Copy every row below word for word, and leave the pictures out of your copy.

RECORDS FOR THIS TASK:
□ □ □

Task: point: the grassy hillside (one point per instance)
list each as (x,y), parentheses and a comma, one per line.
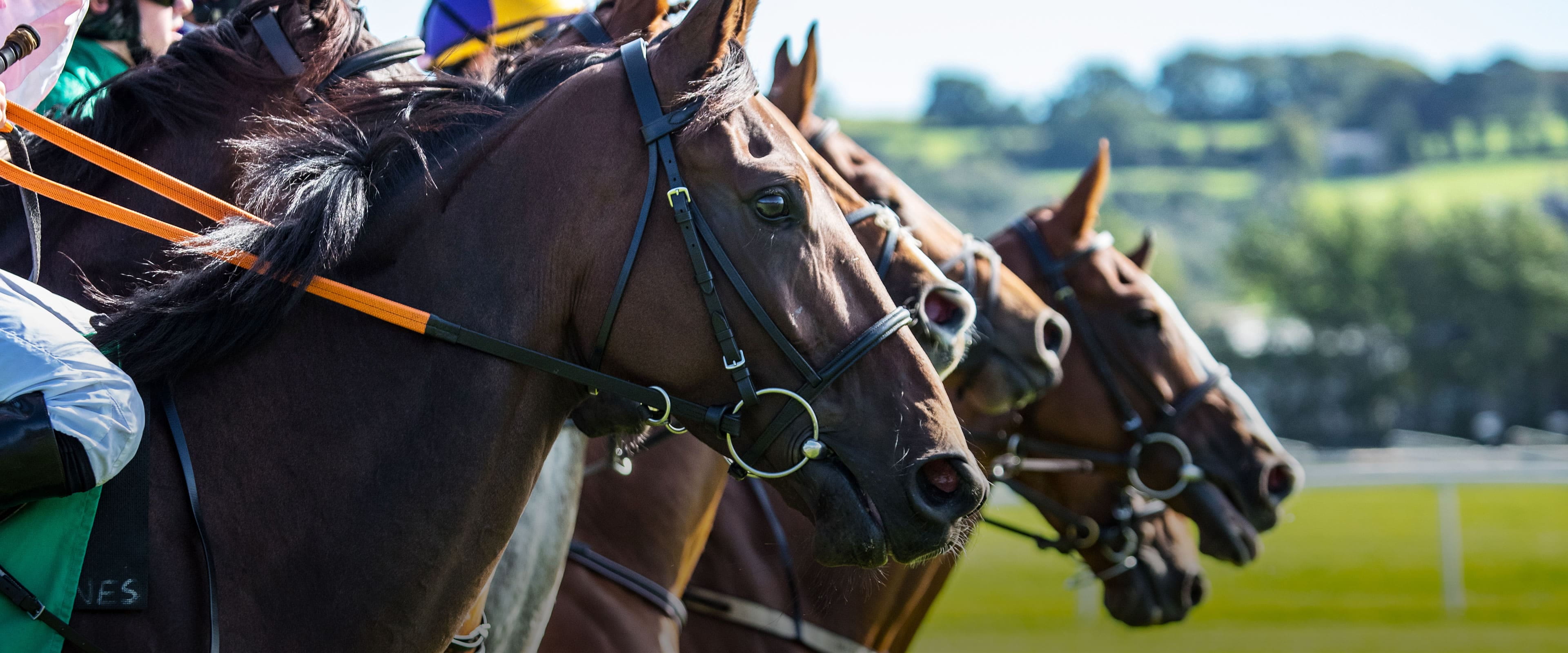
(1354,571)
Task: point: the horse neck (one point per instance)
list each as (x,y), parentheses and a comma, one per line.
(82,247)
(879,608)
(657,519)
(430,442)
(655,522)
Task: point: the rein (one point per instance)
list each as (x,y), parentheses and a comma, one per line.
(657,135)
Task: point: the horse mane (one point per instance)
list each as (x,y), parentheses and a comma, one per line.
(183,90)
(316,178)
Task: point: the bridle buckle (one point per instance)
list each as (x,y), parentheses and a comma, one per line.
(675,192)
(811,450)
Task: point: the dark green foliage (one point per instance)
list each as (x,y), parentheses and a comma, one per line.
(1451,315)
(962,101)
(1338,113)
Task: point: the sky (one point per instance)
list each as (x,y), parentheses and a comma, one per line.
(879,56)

□ □ □

CORRECT ANSWER:
Task: point: the grassy hillside (one point per instance)
list each as (x,y), parentheses and a comma, one per line.
(1354,571)
Task: point: the horse neck (one point per instance)
list each as (x,y), parentheses and a comma, one per line.
(82,247)
(879,608)
(657,519)
(430,442)
(655,522)
Task: point: the rein (one point per instance)
list each as (x,y), parentheses and a comma, one per line.
(657,135)
Task: point: the horse mane (one point per instance)
list each as (x,y), parentheses and a comma, one per line.
(183,90)
(316,178)
Task: point: the bridle buckle (one point per instance)
list each as (x,y), parentheses and a comma, one per line.
(675,192)
(811,450)
Task: point: the dark green foliage (one point per instance)
list each as (x,y), parentheses and a comma, one per line.
(1451,315)
(962,101)
(1338,113)
Task: point: the sky (one point per instance)
list each as (x,y), parentheses and a comma, one per line.
(879,56)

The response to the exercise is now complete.